[Exercise brief]
Please render the records below as a numbered list, with blank lines left out.

[Source data]

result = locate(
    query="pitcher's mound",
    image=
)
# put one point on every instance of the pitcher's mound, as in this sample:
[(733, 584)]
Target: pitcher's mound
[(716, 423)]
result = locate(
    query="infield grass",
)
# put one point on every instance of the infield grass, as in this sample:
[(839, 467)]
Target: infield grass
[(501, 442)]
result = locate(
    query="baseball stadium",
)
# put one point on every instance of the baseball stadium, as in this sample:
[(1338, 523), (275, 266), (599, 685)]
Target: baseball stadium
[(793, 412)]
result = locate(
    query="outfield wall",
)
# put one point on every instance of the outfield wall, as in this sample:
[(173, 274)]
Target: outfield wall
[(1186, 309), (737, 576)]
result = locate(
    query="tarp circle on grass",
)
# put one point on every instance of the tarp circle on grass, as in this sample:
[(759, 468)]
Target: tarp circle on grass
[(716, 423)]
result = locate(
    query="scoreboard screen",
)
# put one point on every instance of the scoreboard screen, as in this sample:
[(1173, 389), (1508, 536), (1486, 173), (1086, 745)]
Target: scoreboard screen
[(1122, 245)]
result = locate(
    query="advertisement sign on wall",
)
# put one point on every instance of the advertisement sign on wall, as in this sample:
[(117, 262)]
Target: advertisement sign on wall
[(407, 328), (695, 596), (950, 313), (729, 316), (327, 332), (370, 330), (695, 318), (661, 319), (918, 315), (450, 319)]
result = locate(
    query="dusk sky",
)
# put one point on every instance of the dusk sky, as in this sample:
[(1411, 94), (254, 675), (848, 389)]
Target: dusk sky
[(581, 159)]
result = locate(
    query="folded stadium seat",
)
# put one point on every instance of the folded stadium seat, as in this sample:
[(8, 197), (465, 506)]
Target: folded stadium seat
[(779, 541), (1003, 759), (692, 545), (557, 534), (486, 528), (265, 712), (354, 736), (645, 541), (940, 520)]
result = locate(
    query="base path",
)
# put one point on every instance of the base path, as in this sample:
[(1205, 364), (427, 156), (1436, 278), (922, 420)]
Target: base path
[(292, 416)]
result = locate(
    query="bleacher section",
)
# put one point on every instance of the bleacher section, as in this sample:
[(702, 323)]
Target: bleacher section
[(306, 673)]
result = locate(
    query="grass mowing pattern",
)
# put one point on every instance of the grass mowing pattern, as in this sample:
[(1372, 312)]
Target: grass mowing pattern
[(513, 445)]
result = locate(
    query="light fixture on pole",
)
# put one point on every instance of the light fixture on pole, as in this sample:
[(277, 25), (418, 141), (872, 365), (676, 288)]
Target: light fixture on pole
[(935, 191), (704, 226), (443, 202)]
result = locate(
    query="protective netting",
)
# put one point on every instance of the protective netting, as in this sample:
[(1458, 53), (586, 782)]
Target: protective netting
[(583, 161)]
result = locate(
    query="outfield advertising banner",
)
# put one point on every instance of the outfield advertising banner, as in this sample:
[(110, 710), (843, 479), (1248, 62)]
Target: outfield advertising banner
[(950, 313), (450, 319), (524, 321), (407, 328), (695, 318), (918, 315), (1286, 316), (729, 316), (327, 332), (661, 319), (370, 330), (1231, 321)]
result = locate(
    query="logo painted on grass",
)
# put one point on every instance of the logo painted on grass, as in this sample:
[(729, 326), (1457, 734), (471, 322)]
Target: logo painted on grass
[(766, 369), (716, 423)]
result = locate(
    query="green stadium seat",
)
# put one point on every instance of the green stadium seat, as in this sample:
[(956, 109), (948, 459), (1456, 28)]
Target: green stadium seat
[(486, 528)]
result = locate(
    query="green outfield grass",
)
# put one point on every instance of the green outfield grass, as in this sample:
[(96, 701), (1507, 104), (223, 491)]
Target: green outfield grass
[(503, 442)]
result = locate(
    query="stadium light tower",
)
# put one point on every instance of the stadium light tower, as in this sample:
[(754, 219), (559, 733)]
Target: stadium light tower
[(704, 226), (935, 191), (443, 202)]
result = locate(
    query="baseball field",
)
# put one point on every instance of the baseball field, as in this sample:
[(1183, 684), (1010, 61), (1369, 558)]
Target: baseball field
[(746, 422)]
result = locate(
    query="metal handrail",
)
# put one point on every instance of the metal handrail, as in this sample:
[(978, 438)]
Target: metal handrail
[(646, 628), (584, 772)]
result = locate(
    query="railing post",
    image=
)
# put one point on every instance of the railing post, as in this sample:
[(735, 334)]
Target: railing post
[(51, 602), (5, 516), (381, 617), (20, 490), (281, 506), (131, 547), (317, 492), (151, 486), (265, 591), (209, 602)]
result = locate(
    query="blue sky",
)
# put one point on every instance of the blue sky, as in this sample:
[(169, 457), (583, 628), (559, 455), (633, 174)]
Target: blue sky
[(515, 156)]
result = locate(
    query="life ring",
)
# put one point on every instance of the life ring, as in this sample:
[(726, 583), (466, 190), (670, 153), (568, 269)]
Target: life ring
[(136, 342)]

[Solution for this exercise]
1. result = locate(
2.     query="pitcher's mound",
3.     image=
4. )
5. # put one point on every instance of the pitcher's mound, as in this sample:
6. [(733, 584)]
7. Target: pitcher's mound
8. [(716, 423)]
9. result = locate(
10.     query="infield grass",
11. )
12. # put one point on every instance of the infield grass, as in this sample:
13. [(839, 467)]
14. Target: infield grass
15. [(501, 442)]
16. result = locate(
17.     query="baseball stadium",
18. )
19. # put one point on every instance of the baseball stadium, as in this sample:
20. [(1338, 523), (275, 266), (599, 685)]
21. Target: baseball stadium
22. [(793, 412)]
23. result = locate(
24.     query="outfield wall",
25. )
26. # put one point on every instance of the outfield wall, as in this sample:
27. [(173, 274)]
28. Target: outfield wall
29. [(1186, 309), (737, 576)]
30. result = locate(
31.     query="tarp circle on grass",
32. )
33. # put one point on every instance of the tarp circle on grass, as in this sample:
34. [(759, 468)]
35. Target: tarp circle on grass
36. [(716, 423)]
37. result = locate(
38.     query="scoreboard screen",
39. )
40. # put one point on every instance of the scoreboard screen, as in this sample:
41. [(1173, 389), (1508, 536), (1486, 173), (1086, 745)]
42. Target: scoreboard screen
43. [(1122, 245)]
44. result = locate(
45.     query="advertisement sign on wall",
46. )
47. # put one point on every instance of the advertisement sign on wall, as in this sample:
48. [(117, 262)]
49. Target: advertisement sign on wall
50. [(407, 328), (695, 596), (950, 313), (729, 316), (327, 332), (370, 330), (695, 318), (661, 319), (918, 315), (450, 319)]
51. result = locate(
52.     query="dusk sky",
53. )
54. # put one point on every instance of the dusk sky, as in this sample:
55. [(1411, 94), (254, 675), (848, 389)]
56. Target: dusk sky
57. [(581, 159)]
58. result = locate(
59.     query="folded stadium seat",
60. )
61. # put one point on every instance of the folded stadium seat, as in this sample:
62. [(8, 197), (465, 506)]
63. Target: folded stadium seat
64. [(779, 541), (1003, 759), (692, 545), (557, 534), (486, 528), (265, 712), (354, 736), (645, 541), (940, 520)]
65. result = locate(
66.     query="base path",
67. )
68. # put one point on every instance of the base path, as in this sample:
69. [(1205, 364), (427, 156), (1436, 278), (922, 420)]
70. Target: base path
71. [(292, 416)]
72. result = locate(
73.     query="bleacher section",
74. )
75. # put one point on every instance of the bleacher section, as in this sample:
76. [(702, 323)]
77. Target: bleacher section
78. [(306, 673)]
79. result = locate(
80.     query="grass mowing pattern",
81. )
82. # put one point on every instance of the grass mowing pattern, as in this sample:
83. [(1372, 312)]
84. Target: grass mowing pattern
85. [(513, 445)]
86. result = locate(
87.     query="light fixture on pole",
88. )
89. # put one point on every instance of the light fixture on pole, as in this sample:
90. [(277, 25), (418, 141), (872, 365), (676, 288)]
91. Target: light fixture on pole
92. [(935, 191), (704, 226), (443, 202)]
93. result = locate(
94.     query="protective netting",
95. )
96. # put one point on every instance of the protective netting, as in this sample:
97. [(1458, 53), (586, 782)]
98. Target: protective netting
99. [(583, 161)]
100. result = locate(
101.     query="outfield advertising banner",
102. )
103. # put one point on every instance of the outfield advertising banner, as in this sample:
104. [(110, 710), (843, 479), (1248, 62)]
105. Target: outfield advertising banner
106. [(950, 313), (450, 319), (524, 321), (407, 328), (695, 318), (918, 315), (1286, 316), (729, 316), (327, 332), (661, 319), (370, 330), (1231, 321)]
107. result = locate(
108.     query="logo painted on grass",
109. )
110. # put one point on every instance of the logo painted on grass, as in this sample:
111. [(729, 326), (1457, 734), (471, 322)]
112. Target: logo painted on grass
113. [(766, 369), (716, 423)]
114. result = locate(
115.     query="green stadium seat",
116. )
117. # put one point on every instance of the green stadium seat, as in this sample:
118. [(956, 109), (948, 459), (1456, 28)]
119. Target: green stadium seat
120. [(486, 528)]
121. result = locate(
122.     query="green outfield grass",
123. )
124. # put one point on every instance of the green outfield grass, as in this sample:
125. [(96, 701), (1507, 104), (223, 491)]
126. Target: green outfield grass
127. [(503, 442)]
128. result = locate(
129.     query="stadium light tower",
130. )
131. # put one point on every instance of the stadium light tower, as in this sample:
132. [(754, 219), (559, 733)]
133. Target: stadium light tower
134. [(704, 226), (935, 191), (443, 202)]
135. result = locate(
136.     query="baseball field",
137. )
138. # put one point on every instance of the baseball field, as in this sample:
139. [(1183, 684), (1010, 61), (1369, 558)]
140. Target: baseball field
141. [(746, 422)]
142. result = locate(
143.     query="metal handrail",
144. )
145. # put one point on every instance of the metal handrail, as in this sample:
146. [(978, 438)]
147. Target: metal handrail
148. [(646, 628), (584, 772)]
149. result = locate(
150.     query="railing post",
151.     image=
152. )
153. # put one point on every instance of the railing post, as in this sample:
154. [(735, 334)]
155. Target: railing post
156. [(51, 602), (5, 516), (381, 617), (20, 490), (281, 506), (131, 547), (317, 492), (151, 486), (265, 591), (209, 602)]
157. result = locate(
158.     query="blue sky",
159. )
160. # put one point on every instance of the blue sky, as in this sample:
161. [(169, 457), (583, 628), (559, 455), (633, 174)]
162. Target: blue sky
163. [(515, 156)]
164. result = locate(
165.     query="life ring",
166. )
167. # put one point on every instance of the life ring, as in this sample:
168. [(726, 583), (466, 190), (670, 153), (568, 269)]
169. Target: life ring
170. [(136, 342)]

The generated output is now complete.